ページ抜粋:
:::

すでに業務崩壊の中、何かをやったほうがいいけれど、何でもいいというわけでもない話

新型コロナウイルスの影響で、次々といろんな業種で「業務崩壊」になっています。
そんな中、いろいろな試みが進む中で「少し見えてきた課題」を整理しておこうと思います。

徐々に崩壊する産業

一番初めに影響を受けたのは観光客の減少で、インバウンド目的の旅館や観光業でした。

次に渡航制限により、旅行業や航空会社。

そして、今は感染拡大を防止するために 「三密(密集・密接・密閉)」を避けることが至上命題になっています。
外出自粛のあおりを受けて、多くの飲食店・サービス業が事業存続が苦しい状態になっています。

飲食店の苦境が取り沙汰されています。
ただでさえ出歩く人が減っていて、売上が減りますし、営業自粛をすれば完全に売上が0になります。

しかしだからといって、家賃や人件費といった「固定費」がなくなるわけではありません。
休んでいれば日1日と少しずつ営業資金が減っていき、最終的には倒産してしまうのは目に見えています。

しかも、このような状態はいつまで続くのか、全く見通しが立ちません。

ですので、「この自粛の状態が長期間にわたって続く」と考えて、それに合った営業モデルを作っていく必要があります。

テイクアウトの向き・不向きに考える

その代表的な方法がテイクアウトと言うことになります。

もともと飲食店は、同じ時間でたくさんの売り上げを上げようと思う(つまり生産性を上げる)と、お客さんの数を増やす必要があります。
そのためにできることは、「席数を増やす」と「稼働率を上げる」ということになります。
お店の面積はなかなか増やせませんので、回転数を増やすことになりますが、これは滞在時間を減らすことになり、「慌ただしい食事」になってしまうというジレンマがあります。

その解決策の一つが「テイクアウト」です。

テイクアウトでは、料理さえ提供すれば、場所や配膳といったそれ以外のサービスをする必要がなくなります。
よりたくさんの人に料理を提供することができるようになるわけです。

しかし、テイクアウトをしていない飲食店があるのは理由があります。

1つは衛生面です。
テイクアウトをするためには、食中毒を起こさないために、調理の仕方や設備など様々な仕組みが必要です。

例えば、お弁当には「消費期限」や「材料」「製造者」などといった表示をする必要があります。
お店で提供してすぐに食べてもらうのとは、違う「製造業」としてのノウハウが必要になるのです。

もう一つは商品開発です。
コンビニ弁当の企画では、何度も試食・試作を重ねると言います。

:::

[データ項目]

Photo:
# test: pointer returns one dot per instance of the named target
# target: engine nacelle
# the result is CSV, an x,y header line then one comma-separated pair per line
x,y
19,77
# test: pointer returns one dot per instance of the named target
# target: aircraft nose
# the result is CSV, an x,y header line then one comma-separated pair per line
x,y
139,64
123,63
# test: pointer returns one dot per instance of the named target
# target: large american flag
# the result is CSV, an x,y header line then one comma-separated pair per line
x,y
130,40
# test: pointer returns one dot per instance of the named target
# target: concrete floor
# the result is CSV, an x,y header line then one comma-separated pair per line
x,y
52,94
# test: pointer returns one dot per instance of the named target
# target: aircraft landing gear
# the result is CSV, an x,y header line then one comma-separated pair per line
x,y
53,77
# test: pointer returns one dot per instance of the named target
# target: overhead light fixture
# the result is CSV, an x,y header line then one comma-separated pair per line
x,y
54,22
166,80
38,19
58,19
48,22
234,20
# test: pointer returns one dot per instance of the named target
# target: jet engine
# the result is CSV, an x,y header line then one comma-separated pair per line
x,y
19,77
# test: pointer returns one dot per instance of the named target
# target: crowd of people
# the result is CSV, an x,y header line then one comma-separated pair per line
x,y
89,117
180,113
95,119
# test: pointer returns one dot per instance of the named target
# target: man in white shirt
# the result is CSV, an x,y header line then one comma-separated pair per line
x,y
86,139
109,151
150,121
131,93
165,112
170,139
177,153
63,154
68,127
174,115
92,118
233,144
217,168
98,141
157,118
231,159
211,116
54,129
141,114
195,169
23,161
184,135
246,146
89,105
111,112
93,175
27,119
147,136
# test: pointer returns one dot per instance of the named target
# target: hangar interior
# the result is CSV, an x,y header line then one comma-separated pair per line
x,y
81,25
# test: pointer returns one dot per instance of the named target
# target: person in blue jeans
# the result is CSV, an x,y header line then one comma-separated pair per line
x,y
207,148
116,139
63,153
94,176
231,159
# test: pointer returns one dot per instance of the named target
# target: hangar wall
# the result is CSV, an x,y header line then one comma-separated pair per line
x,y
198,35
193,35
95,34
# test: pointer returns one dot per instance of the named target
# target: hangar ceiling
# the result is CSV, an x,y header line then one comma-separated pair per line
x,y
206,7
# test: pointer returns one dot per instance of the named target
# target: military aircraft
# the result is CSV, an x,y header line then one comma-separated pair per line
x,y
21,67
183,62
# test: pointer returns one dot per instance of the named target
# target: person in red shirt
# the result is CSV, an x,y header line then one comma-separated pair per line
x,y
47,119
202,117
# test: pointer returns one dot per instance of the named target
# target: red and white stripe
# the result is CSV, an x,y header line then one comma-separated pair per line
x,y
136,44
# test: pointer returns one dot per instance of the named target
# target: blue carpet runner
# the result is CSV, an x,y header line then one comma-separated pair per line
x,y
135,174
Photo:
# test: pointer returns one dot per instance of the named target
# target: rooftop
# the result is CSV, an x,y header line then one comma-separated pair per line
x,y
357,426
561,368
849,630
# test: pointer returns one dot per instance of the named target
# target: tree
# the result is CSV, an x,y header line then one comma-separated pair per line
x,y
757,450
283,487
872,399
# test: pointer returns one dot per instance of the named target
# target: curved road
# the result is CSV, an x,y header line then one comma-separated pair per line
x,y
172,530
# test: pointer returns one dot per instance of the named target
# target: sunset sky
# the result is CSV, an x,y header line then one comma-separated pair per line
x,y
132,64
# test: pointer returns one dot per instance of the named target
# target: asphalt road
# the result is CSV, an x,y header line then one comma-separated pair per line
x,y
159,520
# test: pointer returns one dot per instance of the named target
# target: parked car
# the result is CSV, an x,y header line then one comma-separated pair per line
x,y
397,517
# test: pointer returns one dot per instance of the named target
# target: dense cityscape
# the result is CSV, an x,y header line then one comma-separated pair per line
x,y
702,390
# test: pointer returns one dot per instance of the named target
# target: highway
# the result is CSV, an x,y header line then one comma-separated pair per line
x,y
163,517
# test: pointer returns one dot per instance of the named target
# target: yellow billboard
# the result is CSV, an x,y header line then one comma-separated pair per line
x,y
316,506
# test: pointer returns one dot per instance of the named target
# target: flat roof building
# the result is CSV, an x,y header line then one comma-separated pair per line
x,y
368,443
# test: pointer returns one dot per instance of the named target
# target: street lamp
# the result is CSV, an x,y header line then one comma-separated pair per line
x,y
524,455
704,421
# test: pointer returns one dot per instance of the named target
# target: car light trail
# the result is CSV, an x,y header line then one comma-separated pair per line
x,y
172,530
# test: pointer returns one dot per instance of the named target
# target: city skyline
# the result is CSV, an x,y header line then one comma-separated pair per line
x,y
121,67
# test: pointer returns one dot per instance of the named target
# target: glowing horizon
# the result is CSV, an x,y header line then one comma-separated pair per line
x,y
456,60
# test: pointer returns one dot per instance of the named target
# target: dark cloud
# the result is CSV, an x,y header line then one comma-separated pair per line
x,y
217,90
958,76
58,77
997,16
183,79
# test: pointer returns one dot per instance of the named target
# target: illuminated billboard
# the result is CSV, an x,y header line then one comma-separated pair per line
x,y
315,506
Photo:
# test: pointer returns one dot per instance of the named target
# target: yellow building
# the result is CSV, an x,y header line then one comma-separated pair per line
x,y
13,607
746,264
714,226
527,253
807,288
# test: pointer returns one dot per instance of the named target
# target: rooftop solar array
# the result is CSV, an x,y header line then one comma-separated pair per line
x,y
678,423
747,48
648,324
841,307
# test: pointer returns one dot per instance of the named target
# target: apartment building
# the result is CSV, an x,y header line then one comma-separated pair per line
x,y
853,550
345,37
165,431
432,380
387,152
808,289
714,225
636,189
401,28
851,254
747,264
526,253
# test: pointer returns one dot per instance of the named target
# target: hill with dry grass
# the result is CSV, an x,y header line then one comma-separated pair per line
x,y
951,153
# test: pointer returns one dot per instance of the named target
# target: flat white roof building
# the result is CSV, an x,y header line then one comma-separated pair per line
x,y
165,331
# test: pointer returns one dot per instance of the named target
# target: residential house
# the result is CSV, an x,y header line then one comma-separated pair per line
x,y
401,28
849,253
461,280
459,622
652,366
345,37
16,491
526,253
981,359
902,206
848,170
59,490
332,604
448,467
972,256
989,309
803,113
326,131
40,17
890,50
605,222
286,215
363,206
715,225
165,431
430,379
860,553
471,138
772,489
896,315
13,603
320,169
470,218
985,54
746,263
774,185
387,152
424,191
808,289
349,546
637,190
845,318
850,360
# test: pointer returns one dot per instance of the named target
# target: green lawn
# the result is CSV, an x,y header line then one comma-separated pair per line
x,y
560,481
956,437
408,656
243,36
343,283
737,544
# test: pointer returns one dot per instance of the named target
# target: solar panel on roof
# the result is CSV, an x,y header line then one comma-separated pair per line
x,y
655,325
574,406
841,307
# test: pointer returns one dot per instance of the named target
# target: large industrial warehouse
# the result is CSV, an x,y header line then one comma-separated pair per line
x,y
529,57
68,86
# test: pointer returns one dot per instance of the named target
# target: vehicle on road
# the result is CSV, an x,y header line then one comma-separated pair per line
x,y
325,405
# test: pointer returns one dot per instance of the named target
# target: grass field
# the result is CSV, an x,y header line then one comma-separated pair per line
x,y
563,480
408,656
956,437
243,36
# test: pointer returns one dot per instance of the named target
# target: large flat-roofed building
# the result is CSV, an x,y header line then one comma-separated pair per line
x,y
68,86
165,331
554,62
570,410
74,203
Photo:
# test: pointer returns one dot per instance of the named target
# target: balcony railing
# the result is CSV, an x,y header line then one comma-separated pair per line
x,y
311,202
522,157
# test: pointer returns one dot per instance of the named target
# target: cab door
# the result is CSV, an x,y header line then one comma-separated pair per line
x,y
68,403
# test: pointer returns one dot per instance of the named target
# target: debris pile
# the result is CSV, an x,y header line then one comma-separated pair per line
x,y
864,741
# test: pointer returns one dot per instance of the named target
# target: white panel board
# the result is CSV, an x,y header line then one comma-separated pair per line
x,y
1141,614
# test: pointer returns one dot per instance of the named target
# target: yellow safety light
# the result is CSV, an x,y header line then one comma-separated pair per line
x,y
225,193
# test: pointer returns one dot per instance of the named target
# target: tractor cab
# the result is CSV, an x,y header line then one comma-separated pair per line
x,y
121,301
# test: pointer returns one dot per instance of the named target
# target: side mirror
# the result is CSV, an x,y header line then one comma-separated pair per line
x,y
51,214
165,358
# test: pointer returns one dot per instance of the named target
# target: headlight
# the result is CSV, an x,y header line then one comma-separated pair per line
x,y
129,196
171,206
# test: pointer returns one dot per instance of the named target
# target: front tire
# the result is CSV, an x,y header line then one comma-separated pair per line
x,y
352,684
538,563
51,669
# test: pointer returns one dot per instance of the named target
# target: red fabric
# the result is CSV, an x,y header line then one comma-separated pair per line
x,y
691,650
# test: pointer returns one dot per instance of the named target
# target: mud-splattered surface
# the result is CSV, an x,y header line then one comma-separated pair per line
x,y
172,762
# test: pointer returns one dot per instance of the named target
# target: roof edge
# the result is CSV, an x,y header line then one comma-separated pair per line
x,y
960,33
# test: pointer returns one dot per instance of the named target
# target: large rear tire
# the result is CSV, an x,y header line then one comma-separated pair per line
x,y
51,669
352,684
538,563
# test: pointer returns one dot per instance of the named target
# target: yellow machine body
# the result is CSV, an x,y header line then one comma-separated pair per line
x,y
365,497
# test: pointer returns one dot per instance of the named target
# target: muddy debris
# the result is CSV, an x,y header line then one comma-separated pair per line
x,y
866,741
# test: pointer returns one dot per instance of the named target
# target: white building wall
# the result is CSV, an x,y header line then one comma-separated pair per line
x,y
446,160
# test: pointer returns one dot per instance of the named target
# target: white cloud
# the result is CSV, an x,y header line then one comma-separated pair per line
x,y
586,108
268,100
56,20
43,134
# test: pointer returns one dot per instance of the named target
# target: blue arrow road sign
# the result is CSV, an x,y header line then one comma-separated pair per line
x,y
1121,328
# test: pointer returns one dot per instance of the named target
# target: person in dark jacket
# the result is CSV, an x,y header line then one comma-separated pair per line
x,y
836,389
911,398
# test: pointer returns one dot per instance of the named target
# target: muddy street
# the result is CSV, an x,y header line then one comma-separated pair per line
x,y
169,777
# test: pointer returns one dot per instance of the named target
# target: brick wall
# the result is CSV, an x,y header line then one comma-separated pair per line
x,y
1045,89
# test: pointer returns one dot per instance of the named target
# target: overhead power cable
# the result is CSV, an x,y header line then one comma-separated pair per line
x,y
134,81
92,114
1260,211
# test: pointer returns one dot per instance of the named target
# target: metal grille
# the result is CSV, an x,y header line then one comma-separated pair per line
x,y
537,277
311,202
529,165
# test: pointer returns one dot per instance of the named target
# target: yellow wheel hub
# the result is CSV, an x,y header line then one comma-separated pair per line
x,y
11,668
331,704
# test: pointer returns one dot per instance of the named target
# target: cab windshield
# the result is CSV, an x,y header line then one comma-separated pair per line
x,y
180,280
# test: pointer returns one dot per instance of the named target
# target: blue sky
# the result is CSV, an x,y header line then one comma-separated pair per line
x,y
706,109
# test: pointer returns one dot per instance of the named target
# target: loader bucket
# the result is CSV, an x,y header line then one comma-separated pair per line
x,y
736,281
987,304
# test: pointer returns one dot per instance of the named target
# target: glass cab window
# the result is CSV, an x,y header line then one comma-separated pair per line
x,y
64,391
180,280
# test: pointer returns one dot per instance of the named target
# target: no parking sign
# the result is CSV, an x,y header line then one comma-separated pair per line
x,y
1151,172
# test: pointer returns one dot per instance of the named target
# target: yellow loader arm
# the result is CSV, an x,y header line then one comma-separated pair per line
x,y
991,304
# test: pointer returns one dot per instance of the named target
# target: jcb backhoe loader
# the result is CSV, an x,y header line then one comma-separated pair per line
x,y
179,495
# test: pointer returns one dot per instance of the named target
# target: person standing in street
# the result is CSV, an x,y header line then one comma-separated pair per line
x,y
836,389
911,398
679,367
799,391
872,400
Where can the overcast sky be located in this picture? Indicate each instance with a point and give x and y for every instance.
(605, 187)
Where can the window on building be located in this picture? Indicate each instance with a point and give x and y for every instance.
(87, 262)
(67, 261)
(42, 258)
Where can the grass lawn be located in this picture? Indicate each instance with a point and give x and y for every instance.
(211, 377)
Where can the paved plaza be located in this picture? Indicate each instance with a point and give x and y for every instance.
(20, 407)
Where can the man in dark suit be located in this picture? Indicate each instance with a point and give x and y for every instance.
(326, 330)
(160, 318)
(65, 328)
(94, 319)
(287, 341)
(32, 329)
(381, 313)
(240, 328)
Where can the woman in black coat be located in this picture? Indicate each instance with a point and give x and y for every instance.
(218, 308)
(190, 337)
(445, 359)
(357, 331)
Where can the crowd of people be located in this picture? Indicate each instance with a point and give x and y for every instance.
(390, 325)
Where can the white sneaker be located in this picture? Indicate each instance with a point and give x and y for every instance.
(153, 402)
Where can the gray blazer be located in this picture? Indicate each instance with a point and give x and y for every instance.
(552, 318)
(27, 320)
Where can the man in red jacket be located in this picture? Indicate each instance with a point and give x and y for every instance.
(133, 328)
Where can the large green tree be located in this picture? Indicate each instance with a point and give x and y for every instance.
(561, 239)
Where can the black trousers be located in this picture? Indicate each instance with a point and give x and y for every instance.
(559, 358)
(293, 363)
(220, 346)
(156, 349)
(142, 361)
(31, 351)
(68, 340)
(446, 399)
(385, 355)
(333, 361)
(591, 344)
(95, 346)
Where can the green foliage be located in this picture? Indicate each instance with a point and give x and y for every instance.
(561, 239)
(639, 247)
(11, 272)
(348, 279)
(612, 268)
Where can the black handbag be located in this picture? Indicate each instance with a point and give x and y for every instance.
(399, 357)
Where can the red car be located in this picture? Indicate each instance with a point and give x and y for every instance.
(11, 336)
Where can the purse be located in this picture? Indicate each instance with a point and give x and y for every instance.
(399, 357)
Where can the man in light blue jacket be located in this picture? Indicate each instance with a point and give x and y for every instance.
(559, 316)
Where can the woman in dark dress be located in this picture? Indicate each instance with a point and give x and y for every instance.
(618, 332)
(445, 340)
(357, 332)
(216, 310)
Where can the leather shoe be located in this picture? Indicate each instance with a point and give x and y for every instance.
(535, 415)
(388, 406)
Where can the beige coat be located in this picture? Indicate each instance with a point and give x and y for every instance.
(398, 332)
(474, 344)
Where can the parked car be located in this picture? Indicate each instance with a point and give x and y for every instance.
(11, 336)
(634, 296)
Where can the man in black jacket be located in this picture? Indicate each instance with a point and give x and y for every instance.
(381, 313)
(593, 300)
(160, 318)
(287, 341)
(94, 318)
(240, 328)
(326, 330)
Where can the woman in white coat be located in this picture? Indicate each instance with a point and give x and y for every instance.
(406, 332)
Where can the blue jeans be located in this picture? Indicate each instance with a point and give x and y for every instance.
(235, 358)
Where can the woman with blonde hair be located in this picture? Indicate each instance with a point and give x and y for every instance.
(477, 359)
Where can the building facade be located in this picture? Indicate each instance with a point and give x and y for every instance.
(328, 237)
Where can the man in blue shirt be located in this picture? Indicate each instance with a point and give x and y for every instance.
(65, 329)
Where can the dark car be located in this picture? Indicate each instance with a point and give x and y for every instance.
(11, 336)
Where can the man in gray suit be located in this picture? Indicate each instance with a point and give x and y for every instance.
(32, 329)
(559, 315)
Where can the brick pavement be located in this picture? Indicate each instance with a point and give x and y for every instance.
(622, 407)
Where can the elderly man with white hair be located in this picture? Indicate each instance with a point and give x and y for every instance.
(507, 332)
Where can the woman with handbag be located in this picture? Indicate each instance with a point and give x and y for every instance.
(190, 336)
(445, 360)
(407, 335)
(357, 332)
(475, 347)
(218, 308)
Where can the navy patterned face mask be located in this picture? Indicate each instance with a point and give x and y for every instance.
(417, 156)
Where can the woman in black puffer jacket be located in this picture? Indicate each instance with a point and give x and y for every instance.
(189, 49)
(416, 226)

:::

課題の指示:
• a. コロナ禍の飲食店とテイクアウトを扱った文章で、テイクアウトをしていない飲食店がある理由として最初に挙げられているものは何ですか。
• b. コロナ禍の飲食店とテイクアウトを扱った文章を、最後の文の次から書き継いでください。

各問の解答:
• a. 衛生面です。

• b.
時間が経った状態で食べて、おいしいかどうか、満足を得られるかどうかということです。

通常の飲食店では出来立ての状態で提供することになります。
しかし、テイクアウトの場合は持ち帰りの時間があるために、どうしても冷めてしまいます。
「冷めても美味しい」というのは難しいのです。

既に売られているお弁当は、冷めた状態でもおいしいように調理や食材に工夫がこらされています。

したがって「お店で出している料理をそのままお弁当にしても美味しくない」と言うことになります。

また、飲食店がテイクアウトに参入すると、コンビニの冷食などこれまでと違った業態もライバルになります。

したがって、そういう冷凍食品でおいしい味が出せないものならテイクアウトで成功しますが、そうでないものは苦しい価格競争に晒されることになります。
元々テイクアウトでうまくいっている代表例は宅配ピザ・中華料理だそうです。
冷凍食品でもピザはありますが、家庭には大きなオーブンがないために専門店のような味が出せません。
中華鍋も家庭にはなかなかありません。
手間や設備が必要なもの、つまりある程度参入障壁があるものでないと、差別化できません。

このように専門店として差別化ができるかどうかということが、テイクアウトで成功するための条件ということになります。

外出自粛のあおりを受けて営業に打撃を受けている業界は飲食店だけではありません。

それ以外のサービス業などでも、対面接客ができなくなり、新しい方法で売り上げを上げていく工夫をしていく必要があります。

先ほどの飲食店のケースでは、テイクアウトにはあうジャンルとそのままではうまくいかないジャンルがあるということが見て取れました。
これは示唆的で、他の業種でもちょっとした違いでうまくいくケースと、そうでないケースがあると思います。

教育の「オンライン化」の向き・不向き

例えば教育・習い事の「オンライン化」ではどうでしょう。

小さい小学生に教える場合は、オンライン会議のような教え方よりは、アプリやゲームのようなゲーム感覚のものの方が向いていると思います。

低年齢の場合は、目の前に先生がいない状態で集中力を持たせることが難しいからです。
また、年配者の場合も、スマホやパソコンといった機器を扱うことの難しさがあります。

一方、成人向けのヨガや音楽教室などは、家だと動きにくかったり、ビデオ通話だと音質が悪かったりというデメリットはありますが、それでも「通いやすさ」というメリットも生まれるかもしれません。

また、学生向けの大学の講義等は、オンライン授業が進んでいます。

ただおそらく収録であれ、リアルタイムの中継であれ、映像配信による授業は、通常講義とは違いがあります。
普通の授業は冗長な部分があってもあまり気になりませんが、映像の場合は強烈に「段取り悪く」不快に感じてしまいます。

映像であれば受け手の方が不要な部分をカットする飛ばすことができます。
これは「メリット」でもあり「デメリット」になりえます。
おそらくスマートフォンでインターネットを見ながら、という「ながら勉強」が増えると思います。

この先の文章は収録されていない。